__WHAT YOU WILL DO__.
a. Check each statement against the Maia 200 article and answer yes or no, quoting the words of the article that decide it: (i) Maia 200 is built on TSMC's 3nm process. (ii) Microsoft has already deployed Maia 200 in US West 3. (iii) Each Maia 200 chip delivers over 10 petaFLOPS in 8-bit precision.
b. From the Maia 200 article, copy the passage starting at "Chip details" and ending at "of on-chip SRAM.".
c. Carry on writing the Maia 200 article from its final sentence.

Microsoft unveils Maia 200 AI chip to cut token costs
Microsoft has launched Maia 200, a new in-house AI accelerator aimed at large-scale inference workloads in its cloud and product portfolio.
The company said Maia 200 will sit alongside other processors inside its broader AI infrastructure. Microsoft said it has already deployed Maia 200 in its US Central datacentre region. It also named US West 3 as the next location for deployment.
Chip details
Microsoft described Maia 200 as an inference accelerator built on TSMC's 3nm process. The company said each chip contains more than 140 billion transistors and runs within a 750W system-on-chip thermal design power envelope.
Microsoft disclosed performance figures in low-precision formats used for AI inference. It said each Maia 200 chip delivers over 10 petaFLOPS in 4-bit precision and over 5 petaFLOPS in 8-bit precision.
The company also detailed its memory design. It said Maia 200 uses 216GB of HBM3e with 7TB/s of bandwidth, alongside 272MB of on-chip SRAM.
Microsoft positioned the launch against other custom accelerators used by hyperscale operators. The company said Maia 200 offers "three times the FP4 performance of the third generation Amazon Trainium, and FP8 performance above Google's seventh generation TPU".

__SUPPLIED MATERIAL__.
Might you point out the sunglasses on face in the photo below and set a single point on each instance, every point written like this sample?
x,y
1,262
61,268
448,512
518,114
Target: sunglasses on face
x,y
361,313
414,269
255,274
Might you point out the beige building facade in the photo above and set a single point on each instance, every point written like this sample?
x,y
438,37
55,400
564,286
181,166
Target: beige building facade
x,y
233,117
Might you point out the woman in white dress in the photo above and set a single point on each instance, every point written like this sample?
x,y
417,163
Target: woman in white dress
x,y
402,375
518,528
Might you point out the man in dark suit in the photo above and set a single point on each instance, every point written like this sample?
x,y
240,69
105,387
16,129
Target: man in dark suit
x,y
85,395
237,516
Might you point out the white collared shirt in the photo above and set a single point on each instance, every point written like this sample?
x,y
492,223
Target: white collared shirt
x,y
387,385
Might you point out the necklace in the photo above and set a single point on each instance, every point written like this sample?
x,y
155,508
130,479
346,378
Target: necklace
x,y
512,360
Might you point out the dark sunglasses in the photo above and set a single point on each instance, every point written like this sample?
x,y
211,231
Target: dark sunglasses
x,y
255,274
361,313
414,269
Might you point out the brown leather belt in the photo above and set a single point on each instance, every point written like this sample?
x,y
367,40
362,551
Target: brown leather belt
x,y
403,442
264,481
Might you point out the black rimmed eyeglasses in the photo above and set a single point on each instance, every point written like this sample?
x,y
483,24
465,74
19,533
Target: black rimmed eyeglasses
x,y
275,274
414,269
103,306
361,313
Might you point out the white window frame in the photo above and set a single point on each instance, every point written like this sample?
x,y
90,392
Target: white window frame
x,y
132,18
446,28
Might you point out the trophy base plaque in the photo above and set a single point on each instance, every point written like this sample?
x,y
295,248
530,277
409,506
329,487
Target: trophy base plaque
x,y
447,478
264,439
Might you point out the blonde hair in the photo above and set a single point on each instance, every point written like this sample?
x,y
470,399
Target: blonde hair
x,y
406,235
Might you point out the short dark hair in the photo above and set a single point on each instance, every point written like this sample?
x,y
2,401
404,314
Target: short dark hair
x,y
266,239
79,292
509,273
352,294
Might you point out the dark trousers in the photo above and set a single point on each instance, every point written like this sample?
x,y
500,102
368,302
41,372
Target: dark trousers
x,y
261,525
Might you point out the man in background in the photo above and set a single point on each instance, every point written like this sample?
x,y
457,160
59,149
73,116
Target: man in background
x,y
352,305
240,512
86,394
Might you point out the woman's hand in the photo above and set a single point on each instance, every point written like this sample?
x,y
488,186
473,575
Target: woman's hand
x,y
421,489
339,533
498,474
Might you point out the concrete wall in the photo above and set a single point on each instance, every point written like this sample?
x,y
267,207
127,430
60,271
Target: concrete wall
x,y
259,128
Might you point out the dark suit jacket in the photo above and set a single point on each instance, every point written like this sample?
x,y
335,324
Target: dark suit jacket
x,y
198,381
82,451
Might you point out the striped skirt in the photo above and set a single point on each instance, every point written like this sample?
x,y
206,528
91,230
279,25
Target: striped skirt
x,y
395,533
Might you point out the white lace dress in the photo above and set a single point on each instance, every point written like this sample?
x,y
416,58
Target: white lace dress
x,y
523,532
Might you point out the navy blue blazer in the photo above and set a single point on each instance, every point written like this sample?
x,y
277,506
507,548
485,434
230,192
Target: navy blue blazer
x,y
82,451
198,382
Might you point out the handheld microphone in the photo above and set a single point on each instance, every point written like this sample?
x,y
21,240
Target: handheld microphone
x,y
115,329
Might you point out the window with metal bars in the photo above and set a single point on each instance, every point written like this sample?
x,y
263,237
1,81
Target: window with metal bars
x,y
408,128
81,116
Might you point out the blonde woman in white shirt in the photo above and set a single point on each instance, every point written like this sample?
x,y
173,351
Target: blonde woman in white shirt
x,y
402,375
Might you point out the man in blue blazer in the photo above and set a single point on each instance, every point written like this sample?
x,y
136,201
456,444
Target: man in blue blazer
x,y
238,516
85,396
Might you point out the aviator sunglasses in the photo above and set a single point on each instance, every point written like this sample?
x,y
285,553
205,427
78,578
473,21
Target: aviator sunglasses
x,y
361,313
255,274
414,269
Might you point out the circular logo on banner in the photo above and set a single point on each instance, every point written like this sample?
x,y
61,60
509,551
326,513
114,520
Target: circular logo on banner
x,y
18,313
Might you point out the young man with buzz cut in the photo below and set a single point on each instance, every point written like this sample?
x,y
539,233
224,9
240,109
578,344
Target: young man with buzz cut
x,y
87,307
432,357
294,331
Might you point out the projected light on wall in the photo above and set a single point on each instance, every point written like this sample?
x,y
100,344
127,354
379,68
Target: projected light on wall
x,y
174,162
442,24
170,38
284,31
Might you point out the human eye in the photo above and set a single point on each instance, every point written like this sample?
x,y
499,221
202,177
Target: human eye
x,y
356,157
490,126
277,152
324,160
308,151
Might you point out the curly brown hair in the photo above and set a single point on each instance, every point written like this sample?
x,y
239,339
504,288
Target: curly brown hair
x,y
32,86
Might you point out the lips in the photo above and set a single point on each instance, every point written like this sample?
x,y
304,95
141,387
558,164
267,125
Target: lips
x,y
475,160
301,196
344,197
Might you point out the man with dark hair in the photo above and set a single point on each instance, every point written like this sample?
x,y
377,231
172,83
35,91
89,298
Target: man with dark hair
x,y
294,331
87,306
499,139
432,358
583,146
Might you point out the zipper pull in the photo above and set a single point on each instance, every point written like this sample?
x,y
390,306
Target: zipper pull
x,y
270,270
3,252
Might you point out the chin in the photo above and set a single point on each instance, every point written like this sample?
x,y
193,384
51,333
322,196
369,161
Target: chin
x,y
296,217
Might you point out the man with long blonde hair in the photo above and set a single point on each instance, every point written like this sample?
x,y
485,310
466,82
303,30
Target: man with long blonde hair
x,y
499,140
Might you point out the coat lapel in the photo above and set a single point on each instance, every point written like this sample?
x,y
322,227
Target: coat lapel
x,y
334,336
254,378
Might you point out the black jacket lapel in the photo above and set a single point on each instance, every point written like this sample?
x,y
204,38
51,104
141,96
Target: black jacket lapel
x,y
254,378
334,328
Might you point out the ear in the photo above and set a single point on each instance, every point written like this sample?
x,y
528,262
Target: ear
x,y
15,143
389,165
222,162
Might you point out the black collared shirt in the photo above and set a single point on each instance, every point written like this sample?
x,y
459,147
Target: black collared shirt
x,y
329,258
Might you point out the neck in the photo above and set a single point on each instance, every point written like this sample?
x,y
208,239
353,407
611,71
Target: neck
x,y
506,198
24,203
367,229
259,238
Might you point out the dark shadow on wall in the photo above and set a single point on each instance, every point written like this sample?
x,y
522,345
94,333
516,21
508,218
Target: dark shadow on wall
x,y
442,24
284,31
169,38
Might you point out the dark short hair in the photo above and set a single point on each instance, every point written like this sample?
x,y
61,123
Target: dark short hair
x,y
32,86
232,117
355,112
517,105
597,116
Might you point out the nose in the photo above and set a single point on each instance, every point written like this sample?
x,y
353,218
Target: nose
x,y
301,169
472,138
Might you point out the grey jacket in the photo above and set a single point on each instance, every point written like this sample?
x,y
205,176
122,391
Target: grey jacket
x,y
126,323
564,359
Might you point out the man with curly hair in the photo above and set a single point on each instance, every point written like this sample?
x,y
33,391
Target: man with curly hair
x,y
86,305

__RESULTS FOR EACH TASK__.
a.
(i) Yes: "Microsoft described Maia 200 as an inference accelerator built on TSMC's 3nm process."
(ii) No: "It also named US West 3 as the next location for deployment."
(iii) No: "over 5 petaFLOPS in 8-bit precision"

b.
Chip details
Microsoft described Maia 200 as an inference accelerator built on TSMC's 3nm process. The company said each chip contains more than 140 billion transistors and runs within a 750W system-on-chip thermal design power envelope.
Microsoft disclosed performance figures in low-precision formats used for AI inference. It said each Maia 200 chip delivers over 10 petaFLOPS in 4-bit precision and over 5 petaFLOPS in 8-bit precision.
The company also detailed its memory design. It said Maia 200 uses 216GB of HBM3e with 7TB/s of bandwidth, alongside 272MB of on-chip SRAM.

c.
Deployment plans
Microsoft said Maia 200 already runs in production in its US Central region, near Des Moines, Iowa. It said US West 3 near Phoenix, Arizona, will follow.
The company linked Maia 200 to several internal and customer-facing AI efforts. It said the first systems run new models from the Microsoft Superintelligence team. It also said Maia 200 supports Microsoft Foundry projects and Microsoft 365 Copilot.
Microsoft also said Maia 200 will serve multiple models, including "the latest GPT-5.2 models from OpenAI". The company did not provide further details on those models in the announcement.
Economics focus
Microsoft framed Maia 200 as a response to the cost of AI token generation. It said the new accelerator improves "performance per dollar" compared with hardware already in its fleet.
"Today, we're proud to introduce Maia 200, a breakthrough inference accelerator engineered to dramatically improve the economics of AI token generation," said Scott Guthrie, Executive Vice President, Cloud + AI, Microsoft.
Microsoft said Maia 200 delivers "30% better performance per dollar than the latest generation hardware in our fleet today". It did not name that hardware.
System networking
Microsoft also described changes at the system level. It said Maia 200 uses a two-tier scale-up network design built on standard Ethernet, rather than proprietary interconnects.
Microsoft said the design includes a custom transport layer and an integrated network interface card. The company said each accelerator exposes 2.8TB/s of bidirectional, dedicated scale-up bandwidth. It also said the system provides collective operations across clusters of up to 6,144 accelerators.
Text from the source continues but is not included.